Written problem –
Reproduce each of the following records line for line, keeping every character, number, and line break unchanged.

Task input –
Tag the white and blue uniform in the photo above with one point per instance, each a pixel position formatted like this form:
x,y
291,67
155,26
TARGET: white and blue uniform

Solution for this problem –
Tag the white and blue uniform in the photo above with one point per instance, each a pixel position formatted like this form:
x,y
291,67
155,26
TARGET: white and blue uniform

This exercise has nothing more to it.